The problem — The reply should consist of every entry, repeated exactly.

Exercise materials —
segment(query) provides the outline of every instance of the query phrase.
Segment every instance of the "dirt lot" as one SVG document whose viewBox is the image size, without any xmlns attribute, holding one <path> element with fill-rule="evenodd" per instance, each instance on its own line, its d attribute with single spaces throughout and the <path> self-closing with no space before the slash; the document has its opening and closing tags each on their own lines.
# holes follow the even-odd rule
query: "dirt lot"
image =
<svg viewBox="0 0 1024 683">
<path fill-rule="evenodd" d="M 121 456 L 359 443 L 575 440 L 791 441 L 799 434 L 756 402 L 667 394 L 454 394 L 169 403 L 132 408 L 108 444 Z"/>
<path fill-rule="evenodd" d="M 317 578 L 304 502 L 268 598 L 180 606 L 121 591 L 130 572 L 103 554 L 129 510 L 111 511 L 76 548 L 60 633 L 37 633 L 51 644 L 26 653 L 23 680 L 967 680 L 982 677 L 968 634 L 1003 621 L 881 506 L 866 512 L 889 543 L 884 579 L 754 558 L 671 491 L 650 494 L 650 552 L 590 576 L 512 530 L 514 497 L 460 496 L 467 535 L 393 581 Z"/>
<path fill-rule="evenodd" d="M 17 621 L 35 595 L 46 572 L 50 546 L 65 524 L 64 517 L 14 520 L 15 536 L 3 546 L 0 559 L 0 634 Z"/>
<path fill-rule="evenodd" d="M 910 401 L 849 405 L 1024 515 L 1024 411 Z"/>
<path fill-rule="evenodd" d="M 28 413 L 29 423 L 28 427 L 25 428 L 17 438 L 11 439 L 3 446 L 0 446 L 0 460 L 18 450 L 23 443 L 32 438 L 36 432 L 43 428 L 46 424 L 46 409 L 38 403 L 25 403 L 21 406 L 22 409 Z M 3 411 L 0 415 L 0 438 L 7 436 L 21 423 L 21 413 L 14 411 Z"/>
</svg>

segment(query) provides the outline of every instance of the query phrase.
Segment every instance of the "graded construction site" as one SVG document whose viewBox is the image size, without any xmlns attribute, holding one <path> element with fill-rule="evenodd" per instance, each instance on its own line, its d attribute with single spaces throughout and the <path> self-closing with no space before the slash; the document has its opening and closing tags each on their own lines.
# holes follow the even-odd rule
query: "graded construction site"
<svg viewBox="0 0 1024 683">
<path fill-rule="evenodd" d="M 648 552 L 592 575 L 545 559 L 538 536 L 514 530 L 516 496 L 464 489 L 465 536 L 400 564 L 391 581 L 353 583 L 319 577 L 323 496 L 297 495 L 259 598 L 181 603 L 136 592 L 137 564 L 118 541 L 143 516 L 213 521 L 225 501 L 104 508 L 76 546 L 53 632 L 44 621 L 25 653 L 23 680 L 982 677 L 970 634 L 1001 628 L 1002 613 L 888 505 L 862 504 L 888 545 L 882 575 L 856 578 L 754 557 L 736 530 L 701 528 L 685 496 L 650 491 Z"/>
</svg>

Response —
segment(query) provides the outline of every instance of the query phrase.
Segment every instance of the "dirt lot" as one SVG document whose viewBox is the image size, without any xmlns attribute, holding one <path> element with fill-rule="evenodd" per instance, each instance on its own line, its d attribute with single spaces throughout and the <path> self-closing with no space before the slash; the document has its opening and closing tags each on their own lines.
# holes follow the even-odd rule
query: "dirt lot"
image =
<svg viewBox="0 0 1024 683">
<path fill-rule="evenodd" d="M 121 456 L 359 443 L 575 440 L 791 441 L 799 434 L 756 402 L 667 394 L 454 394 L 169 403 L 132 408 L 108 444 Z"/>
<path fill-rule="evenodd" d="M 317 578 L 304 502 L 268 598 L 180 606 L 121 591 L 130 572 L 103 554 L 129 510 L 111 511 L 76 548 L 60 633 L 37 633 L 51 644 L 26 653 L 23 680 L 967 680 L 982 677 L 968 634 L 1003 621 L 881 506 L 866 512 L 889 543 L 884 579 L 754 558 L 671 491 L 650 494 L 650 552 L 590 576 L 512 530 L 514 497 L 460 496 L 467 535 L 393 581 Z"/>
<path fill-rule="evenodd" d="M 17 621 L 35 595 L 46 572 L 50 546 L 65 524 L 64 517 L 14 520 L 15 536 L 3 546 L 0 559 L 0 634 Z"/>
<path fill-rule="evenodd" d="M 910 401 L 849 405 L 1024 515 L 1024 411 Z"/>
<path fill-rule="evenodd" d="M 28 413 L 29 423 L 28 427 L 25 428 L 17 438 L 11 439 L 3 446 L 0 446 L 0 460 L 18 450 L 23 443 L 32 438 L 36 432 L 43 428 L 46 424 L 46 409 L 38 403 L 25 403 L 21 406 L 22 409 Z M 3 411 L 0 415 L 0 438 L 7 436 L 21 423 L 21 413 L 14 411 Z"/>
</svg>

segment(query) provides the outline of every instance of the query phrase.
Segment every instance of the "graded construction site" as one SVG document whose viewBox is the image size, without any xmlns attribute, holding one <path> element with fill-rule="evenodd" per instance, each instance on its own line, its d attribute with single spaces throughout and the <path> self-closing with no space before the slash; the document has its opening and closing tags each on their own lines.
# holes follow the even-odd rule
query: "graded construction site"
<svg viewBox="0 0 1024 683">
<path fill-rule="evenodd" d="M 648 552 L 592 575 L 545 559 L 538 536 L 514 530 L 516 496 L 464 489 L 465 536 L 400 564 L 391 581 L 353 583 L 319 577 L 323 496 L 297 495 L 259 598 L 181 603 L 136 592 L 137 564 L 118 541 L 143 516 L 213 521 L 225 501 L 104 508 L 76 546 L 53 632 L 44 621 L 25 653 L 23 680 L 982 677 L 970 634 L 1001 628 L 1002 613 L 888 505 L 862 504 L 888 545 L 882 575 L 856 578 L 754 557 L 736 530 L 701 528 L 685 496 L 650 491 Z"/>
</svg>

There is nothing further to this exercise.